The job is to output each record again, character for character.
AVAILABLE DATA Block Start
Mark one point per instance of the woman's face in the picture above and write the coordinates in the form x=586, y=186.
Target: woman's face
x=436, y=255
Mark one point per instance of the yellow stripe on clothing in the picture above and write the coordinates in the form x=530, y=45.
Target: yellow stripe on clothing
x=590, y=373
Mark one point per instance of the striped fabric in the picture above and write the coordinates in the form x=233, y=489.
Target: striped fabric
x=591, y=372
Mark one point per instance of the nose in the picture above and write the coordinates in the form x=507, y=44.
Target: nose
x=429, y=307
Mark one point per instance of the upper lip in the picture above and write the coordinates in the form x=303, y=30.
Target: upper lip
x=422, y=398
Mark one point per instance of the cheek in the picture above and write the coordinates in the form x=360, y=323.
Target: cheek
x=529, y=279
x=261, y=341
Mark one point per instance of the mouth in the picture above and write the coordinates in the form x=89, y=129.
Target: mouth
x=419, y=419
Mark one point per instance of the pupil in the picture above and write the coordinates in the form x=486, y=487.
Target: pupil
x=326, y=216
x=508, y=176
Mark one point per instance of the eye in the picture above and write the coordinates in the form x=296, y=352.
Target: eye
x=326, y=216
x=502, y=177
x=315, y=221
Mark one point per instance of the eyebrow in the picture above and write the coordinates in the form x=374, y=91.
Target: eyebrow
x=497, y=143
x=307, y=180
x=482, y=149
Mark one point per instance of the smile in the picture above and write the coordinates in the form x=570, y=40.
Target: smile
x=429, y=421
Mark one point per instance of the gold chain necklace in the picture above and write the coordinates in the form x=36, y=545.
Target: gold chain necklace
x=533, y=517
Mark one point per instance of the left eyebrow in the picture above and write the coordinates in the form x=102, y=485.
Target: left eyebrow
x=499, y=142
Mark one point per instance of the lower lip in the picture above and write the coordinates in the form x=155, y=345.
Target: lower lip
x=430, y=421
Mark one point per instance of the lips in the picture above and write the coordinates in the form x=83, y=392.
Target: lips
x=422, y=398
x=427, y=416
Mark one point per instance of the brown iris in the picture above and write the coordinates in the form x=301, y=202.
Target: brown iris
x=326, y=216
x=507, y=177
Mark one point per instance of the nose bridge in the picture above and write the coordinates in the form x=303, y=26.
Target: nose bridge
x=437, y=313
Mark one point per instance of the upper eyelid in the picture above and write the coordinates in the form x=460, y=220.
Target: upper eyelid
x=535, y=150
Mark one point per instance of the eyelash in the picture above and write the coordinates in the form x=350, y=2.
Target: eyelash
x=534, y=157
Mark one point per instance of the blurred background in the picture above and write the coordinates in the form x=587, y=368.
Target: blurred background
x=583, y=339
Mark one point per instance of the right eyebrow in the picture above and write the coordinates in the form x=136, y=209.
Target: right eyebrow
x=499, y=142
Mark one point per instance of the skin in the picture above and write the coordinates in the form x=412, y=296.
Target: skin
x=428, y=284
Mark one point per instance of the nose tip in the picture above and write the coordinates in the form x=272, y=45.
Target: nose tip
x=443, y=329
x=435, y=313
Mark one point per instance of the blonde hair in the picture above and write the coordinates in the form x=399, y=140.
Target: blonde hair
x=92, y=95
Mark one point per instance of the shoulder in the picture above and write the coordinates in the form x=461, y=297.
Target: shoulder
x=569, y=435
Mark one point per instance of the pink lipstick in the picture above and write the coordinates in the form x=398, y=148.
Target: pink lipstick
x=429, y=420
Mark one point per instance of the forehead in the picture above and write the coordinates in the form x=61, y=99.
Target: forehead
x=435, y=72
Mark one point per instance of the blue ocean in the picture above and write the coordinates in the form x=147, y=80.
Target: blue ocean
AVAILABLE DATA Block End
# YOUR RESPONSE
Mark one point per instance of the woman's face in the picture above and write the coordinates in the form x=586, y=186.
Target: woman's face
x=436, y=255
Mark one point per instance of the yellow stripe on clothing in the picture above and write the coordinates in the form x=530, y=45.
Target: yellow stripe on clothing
x=590, y=373
Mark one point per instance of the striped fabric in the picture above and write the coordinates in the form x=233, y=489.
Target: striped fabric
x=591, y=372
Mark one point per instance of the nose in the picture above and write the coordinates in the form x=507, y=44.
Target: nose
x=429, y=307
Mark one point per instance of the upper lip in the picture above and write the coordinates in the form x=303, y=30.
Target: upper lip
x=422, y=398
Mark one point per instance of the cheek in the picture above and write the coordinates in the form x=360, y=323.
Target: cheek
x=529, y=279
x=261, y=341
Mark one point per instance of the mouth in the picture above and write the coordinates in the form x=89, y=129.
Target: mouth
x=419, y=419
Mark one point per instance of the pupil in the picture above and write the coordinates in the form x=486, y=487.
Target: pupil
x=326, y=216
x=508, y=176
Mark one point per instance of the eye in the picture above and write the coordinates in the form x=296, y=352.
Target: eye
x=326, y=216
x=502, y=177
x=315, y=221
Mark one point per instance of the eyebrow in the picture above and write the coordinates in the form x=374, y=91.
Target: eyebrow
x=497, y=143
x=307, y=180
x=482, y=149
Mark one point per instance of the smile in the picture above and write the coordinates in the form x=570, y=40.
Target: smile
x=429, y=421
Mark one point per instance of the gold chain necklace in the picture above and write the coordinates in the form x=36, y=545.
Target: gold chain necklace
x=533, y=517
Mark one point per instance of the left eyebrow in the picture above and write the coordinates in the form x=102, y=485.
Target: left eyebrow
x=499, y=142
Mark one point per instance of the lower lip in the picture above and write the coordinates in the form x=155, y=345.
Target: lower lip
x=430, y=421
Mark one point per instance of the lips in the picture above and write the coordinates in the form x=83, y=392.
Target: lips
x=422, y=398
x=427, y=416
Mark one point per instance of the brown iris in the picture above and write the coordinates in the form x=301, y=202.
Target: brown iris
x=326, y=216
x=507, y=177
Mark one point per instance of the nose bridge in the picture above and write the coordinates in the form x=303, y=26.
Target: nose bridge
x=437, y=313
Mark one point per instance of the upper eyelid in the picture above and write the coordinates in the form x=460, y=220.
Target: upper eyelid
x=535, y=150
Mark one point per instance of the eyelash in the picture above and write the coordinates in the form x=350, y=2.
Target: eyelash
x=534, y=157
Mark one point per instance of the blurred background in the picture above and write the coordinates in the form x=587, y=368.
Target: blurred background
x=583, y=339
Mark one point per instance of the right eyebrow in the picture above and write the coordinates in the form x=136, y=209.
Target: right eyebrow
x=499, y=142
Mark one point per instance of the skin in the picture above and write the coordinates in the form x=412, y=296.
Target: skin
x=428, y=284
Mark one point per instance of the nose tip in the picture above and write the coordinates in the form x=272, y=45.
Target: nose tip
x=443, y=329
x=435, y=313
Mark one point per instance of the blonde hair in the picture above and write the coordinates in the form x=399, y=140.
Target: blonde hair
x=92, y=95
Mark one point per instance of the shoulder in the picture above and write the coordinates in the form x=461, y=297.
Target: shoulder
x=569, y=435
Mark one point per instance of the pink lipstick in the picture above and write the coordinates in the form x=398, y=148.
Target: pink lipstick
x=429, y=420
Mark one point per instance of the forehead in the picture above and write the coordinates in the form x=61, y=99.
Target: forehead
x=435, y=72
Mark one point per instance of the blue ocean in the picture above and write the coordinates in the form x=147, y=80.
Target: blue ocean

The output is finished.